In addition to the multi-unit house on East 11th Street in Oakland's Eastlake neighborhood, in 2017 Gohar had also purchased a nearby triplex on 7th Avenue and an uninhabited warehouse on Solano Way.

Agents arrested Gohar on Dec. 8, 2017. Prosecutors argued that Gohar should be held without bond because he was dangerous, owned real estate in foreign countries and might flee the United States.

According to court testimony from FBI Agent Daniel Bryant, Gohar had allegedly threatened to break the legs of a convenience store owner who had cooperated with investigators, calling him an “Arabic asshole.”

Even so, three weeks later Gohar was released on $200,000 bond.

A few days after Gohar got out of jail, a Berkeley police officer spotted him driving recklessly in his 2017 Porsche Panamera, according to a complaint filed by prosecutors. Gohar crashed into two parked cars and “the officer observed one of the Porsche’s wheels fly off the Vehicle,” according to the complaint.

Prosecutors asked a judge to revoke Gohar's bond, but Gohar never showed up to his next hearing, scheduled on Jan. 3, 2017. He disappeared and remains a fugitive.

In February 2018, after Gohar fled, the government seized his Oakland rental properties and the U.S. Marshals took over as the new landlord.

▶ _Collection entries_:

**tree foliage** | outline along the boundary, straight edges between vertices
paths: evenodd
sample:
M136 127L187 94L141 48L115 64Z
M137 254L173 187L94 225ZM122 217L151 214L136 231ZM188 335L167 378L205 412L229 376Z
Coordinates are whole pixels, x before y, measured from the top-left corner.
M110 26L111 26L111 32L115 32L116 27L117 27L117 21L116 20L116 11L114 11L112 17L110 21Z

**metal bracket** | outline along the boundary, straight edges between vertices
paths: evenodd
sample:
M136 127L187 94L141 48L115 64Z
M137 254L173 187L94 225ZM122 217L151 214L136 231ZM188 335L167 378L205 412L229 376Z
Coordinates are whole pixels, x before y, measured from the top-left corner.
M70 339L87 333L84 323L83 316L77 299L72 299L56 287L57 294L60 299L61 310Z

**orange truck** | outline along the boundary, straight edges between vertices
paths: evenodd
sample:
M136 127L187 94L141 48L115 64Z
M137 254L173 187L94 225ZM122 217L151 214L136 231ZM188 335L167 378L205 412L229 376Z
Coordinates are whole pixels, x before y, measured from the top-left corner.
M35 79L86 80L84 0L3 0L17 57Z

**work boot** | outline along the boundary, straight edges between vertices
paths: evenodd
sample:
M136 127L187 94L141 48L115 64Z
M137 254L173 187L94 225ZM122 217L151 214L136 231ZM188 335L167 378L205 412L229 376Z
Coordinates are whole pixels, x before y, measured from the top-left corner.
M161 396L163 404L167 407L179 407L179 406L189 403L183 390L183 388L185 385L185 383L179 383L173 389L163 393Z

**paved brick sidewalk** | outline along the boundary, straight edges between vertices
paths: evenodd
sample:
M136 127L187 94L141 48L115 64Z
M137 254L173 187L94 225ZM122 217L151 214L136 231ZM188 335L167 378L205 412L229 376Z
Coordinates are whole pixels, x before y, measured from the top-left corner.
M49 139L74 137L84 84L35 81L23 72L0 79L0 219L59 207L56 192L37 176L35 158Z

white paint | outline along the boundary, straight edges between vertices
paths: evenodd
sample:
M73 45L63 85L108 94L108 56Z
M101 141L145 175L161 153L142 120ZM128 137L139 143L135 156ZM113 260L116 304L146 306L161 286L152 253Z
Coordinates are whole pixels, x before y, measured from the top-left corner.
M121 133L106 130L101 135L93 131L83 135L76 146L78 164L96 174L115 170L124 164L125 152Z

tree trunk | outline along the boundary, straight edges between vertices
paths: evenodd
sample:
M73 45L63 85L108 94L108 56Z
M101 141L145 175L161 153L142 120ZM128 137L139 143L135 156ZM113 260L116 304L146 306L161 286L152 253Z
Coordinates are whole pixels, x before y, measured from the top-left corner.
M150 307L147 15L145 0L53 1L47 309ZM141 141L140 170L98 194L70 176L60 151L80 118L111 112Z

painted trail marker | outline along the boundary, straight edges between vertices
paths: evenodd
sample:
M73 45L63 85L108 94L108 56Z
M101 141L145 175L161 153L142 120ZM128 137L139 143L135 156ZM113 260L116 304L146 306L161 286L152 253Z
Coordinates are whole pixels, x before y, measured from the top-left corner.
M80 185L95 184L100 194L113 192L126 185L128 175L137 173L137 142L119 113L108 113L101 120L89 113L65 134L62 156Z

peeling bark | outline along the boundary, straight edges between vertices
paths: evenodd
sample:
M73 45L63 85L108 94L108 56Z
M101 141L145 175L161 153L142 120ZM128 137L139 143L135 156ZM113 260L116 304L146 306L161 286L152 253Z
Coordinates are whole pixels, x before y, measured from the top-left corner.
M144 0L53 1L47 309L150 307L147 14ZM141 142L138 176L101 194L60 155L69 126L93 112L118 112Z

▶ _Directions_:
**a.** Could you repeat the part of the Gohar passage that opens with the words containing "Even so, three" and closes with "the new landlord."?
**b.** According to the Gohar passage, on what amount of bond was Gohar released three weeks after his arrest?
**c.** How would you put this sentence from the Gohar passage into Spanish: "In February 2018, after Gohar fled, the government seized his Oakland rental properties and the U.S. Marshals took over as the new landlord."
The items are separate material, apart from the passage about Gohar.

▶ _Correct answers_:
**a.**
Even so, three weeks later Gohar was released on $200,000 bond.

A few days after Gohar got out of jail, a Berkeley police officer spotted him driving recklessly in his 2017 Porsche Panamera, according to a complaint filed by prosecutors. Gohar crashed into two parked cars and “the officer observed one of the Porsche’s wheels fly off the Vehicle,” according to the complaint.

Prosecutors asked a judge to revoke Gohar's bond, but Gohar never showed up to his next hearing, scheduled on Jan. 3, 2017. He disappeared and remains a fugitive.

In February 2018, after Gohar fled, the government seized his Oakland rental properties and the U.S. Marshals took over as the new landlord.

**b.** $200,000

**c.** En febrero de 2018, después de que Gohar huyera, el gobierno incautó sus propiedades de alquiler en Oakland y los Alguaciles de EE. UU. asumieron el papel de nuevo arrendador.